### SUPPLIED TEXT
= Beginning of Section =
Skin lines are drawn demarcating the relevant anatomy and anticipated locations of the vessels and scaphoid nonunion.
A curvilinear incision will facilitate exposure of the fracture and the 1,2 ICSRA.
The superficial branch of the radial nerve is identified and protected with a vessel loop.
The 1,2 ICSRA is identified between the first and second dorsal compartments, and the 2,3 ICSRA lies between the second and third compartments. The skin and subcutaneous tissue are elevated as a single layer over the extensor compartment while protecting the superficial radial nerve branches. The 1,2 ICSRA can be identified running proximally and superficially down a longitudinal ridge that separates the first and second extensor compartments. Two parallel longitudinal incisions are made at least 5 mm apart along the radial and ulnar sides of the 1,2 ICRSA. The bone graft is outlined over the radial metaphysis 1.5 to 2.0 cm proximal to the radial styloid after retracting the extensor pollicis brevis (EPB) and abductor pollicis longus (APL) radially and the extensor carpi radialis longus (ECRL) and brevis ulnarly.
A longitudinal capsulotomy is now made over the scaphoid, and the nonunion is exposed. An undisplaced fibrous nonunion is curetted to remove all fibrous tissue, taking care not to destabilize the fragments. When there is an avascular proximal pole, the necrotic bone should be removed down to the subchondral bone supporting the articular surface.
While keeping the wrist flexed, one volar guide wire and one dorsal Kirschner wire (K-wire) are placed down the longitudinal scaphoid axis under fluoroscopic control. When the VBG is used as an onlay graft, a small (2.5 mm to 3.2 mm) cannulated headless screw is first inserted over the volar guide wire to provide provisional fixation of the nonunion and so as not to interfere with the VBG onlay. The dorsal K-wire is advanced distally and prepositioned in the distal fragment in preparation for capturing the onlay graft. A 1 cm square defect is outlined with an osteotome at right angles to the nonunion site and is removed.
In the case of scaphoid collapse, a useful technique is to flex the wrist volarly until the lunate is corrected to a neutral alignment with respect to the radius. A 1.1 mm (0.045) K-wire is driven from the radius into the corrected lunate. The wrist is then brought into extension. A second 0.045 K-wire can then be placed from the distal pole into the capitate to maintain the reduction of the distal pole prior to placement of the bone graft.
= End of Section =
### GIVEN ENTRIES
= Beginning of Section =
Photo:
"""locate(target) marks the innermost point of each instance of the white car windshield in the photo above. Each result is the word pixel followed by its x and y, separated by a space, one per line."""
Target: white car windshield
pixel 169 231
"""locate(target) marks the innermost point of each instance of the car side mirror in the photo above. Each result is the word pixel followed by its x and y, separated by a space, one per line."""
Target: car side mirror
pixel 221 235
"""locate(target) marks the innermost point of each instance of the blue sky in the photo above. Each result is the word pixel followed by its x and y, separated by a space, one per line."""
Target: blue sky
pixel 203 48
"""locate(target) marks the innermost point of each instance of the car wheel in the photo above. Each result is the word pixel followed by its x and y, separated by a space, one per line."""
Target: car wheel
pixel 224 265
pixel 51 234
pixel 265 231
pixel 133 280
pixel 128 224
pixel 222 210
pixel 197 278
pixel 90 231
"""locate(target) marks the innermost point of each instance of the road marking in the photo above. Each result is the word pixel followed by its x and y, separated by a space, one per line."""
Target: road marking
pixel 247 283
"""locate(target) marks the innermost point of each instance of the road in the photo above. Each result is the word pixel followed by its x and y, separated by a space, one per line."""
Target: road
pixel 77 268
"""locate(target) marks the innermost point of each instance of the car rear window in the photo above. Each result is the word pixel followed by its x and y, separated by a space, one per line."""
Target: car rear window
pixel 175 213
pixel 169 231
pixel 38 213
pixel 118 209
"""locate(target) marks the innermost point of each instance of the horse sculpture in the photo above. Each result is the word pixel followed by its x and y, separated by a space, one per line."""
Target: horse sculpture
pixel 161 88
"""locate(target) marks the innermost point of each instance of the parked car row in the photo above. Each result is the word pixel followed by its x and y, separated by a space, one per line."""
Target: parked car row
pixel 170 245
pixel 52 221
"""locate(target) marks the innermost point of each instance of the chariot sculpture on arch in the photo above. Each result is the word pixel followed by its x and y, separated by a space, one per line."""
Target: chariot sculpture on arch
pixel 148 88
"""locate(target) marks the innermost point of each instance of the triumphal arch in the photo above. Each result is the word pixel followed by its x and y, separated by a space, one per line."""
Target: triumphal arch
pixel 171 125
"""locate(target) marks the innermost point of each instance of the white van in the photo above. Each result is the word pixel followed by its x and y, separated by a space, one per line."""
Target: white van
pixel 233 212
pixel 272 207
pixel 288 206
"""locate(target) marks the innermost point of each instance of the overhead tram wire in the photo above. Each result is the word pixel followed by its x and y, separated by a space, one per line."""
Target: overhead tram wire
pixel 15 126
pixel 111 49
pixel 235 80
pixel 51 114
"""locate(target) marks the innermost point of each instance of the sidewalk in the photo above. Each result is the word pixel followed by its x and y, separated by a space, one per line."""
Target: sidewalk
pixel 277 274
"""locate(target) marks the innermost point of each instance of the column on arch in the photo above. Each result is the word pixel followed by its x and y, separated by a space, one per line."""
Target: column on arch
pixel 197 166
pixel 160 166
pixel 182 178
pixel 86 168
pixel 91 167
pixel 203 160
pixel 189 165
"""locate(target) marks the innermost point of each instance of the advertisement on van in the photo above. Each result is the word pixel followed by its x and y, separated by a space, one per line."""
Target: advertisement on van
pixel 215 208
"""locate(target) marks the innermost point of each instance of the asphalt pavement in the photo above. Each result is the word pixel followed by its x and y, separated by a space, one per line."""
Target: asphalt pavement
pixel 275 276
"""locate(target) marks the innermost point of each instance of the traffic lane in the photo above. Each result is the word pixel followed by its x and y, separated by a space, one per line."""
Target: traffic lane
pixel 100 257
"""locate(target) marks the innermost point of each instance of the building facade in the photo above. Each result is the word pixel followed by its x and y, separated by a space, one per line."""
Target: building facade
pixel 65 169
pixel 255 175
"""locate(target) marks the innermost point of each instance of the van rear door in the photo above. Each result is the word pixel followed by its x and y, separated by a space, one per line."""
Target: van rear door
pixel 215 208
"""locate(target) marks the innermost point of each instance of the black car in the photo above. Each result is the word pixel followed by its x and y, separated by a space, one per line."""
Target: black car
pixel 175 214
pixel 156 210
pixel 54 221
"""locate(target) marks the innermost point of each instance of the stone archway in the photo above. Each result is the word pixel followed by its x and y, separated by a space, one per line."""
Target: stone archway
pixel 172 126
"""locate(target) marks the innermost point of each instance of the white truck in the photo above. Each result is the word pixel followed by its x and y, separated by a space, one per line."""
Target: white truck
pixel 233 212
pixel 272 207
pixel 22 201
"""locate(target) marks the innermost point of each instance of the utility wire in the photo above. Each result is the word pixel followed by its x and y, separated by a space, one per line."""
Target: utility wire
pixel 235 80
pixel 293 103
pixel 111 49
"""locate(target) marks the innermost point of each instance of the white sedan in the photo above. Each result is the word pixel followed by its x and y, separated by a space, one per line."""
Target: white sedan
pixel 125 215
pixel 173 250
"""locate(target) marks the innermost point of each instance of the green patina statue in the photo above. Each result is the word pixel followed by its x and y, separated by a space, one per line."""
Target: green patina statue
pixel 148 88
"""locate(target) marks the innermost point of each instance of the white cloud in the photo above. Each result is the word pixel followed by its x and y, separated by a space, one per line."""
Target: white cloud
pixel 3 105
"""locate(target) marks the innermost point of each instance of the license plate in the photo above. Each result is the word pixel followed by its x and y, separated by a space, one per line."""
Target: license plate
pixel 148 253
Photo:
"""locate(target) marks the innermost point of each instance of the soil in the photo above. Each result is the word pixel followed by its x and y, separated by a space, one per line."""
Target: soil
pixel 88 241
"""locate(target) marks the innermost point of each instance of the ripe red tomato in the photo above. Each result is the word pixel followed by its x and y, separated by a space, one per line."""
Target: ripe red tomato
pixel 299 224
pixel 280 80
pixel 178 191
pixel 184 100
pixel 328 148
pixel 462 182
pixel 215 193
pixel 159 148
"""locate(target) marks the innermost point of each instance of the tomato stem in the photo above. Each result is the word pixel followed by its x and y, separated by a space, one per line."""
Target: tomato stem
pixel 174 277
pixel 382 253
= End of Section =
### PROBLEM DESCRIPTION
Reproduce word for word the part of the scaphoid surgery passage starting with "A curvilinear incision" and going on through "a vessel loop.".

### TASK OUTPUT
A curvilinear incision will facilitate exposure of the fracture and the 1,2 ICSRA.
The superficial branch of the radial nerve is identified and protected with a vessel loop.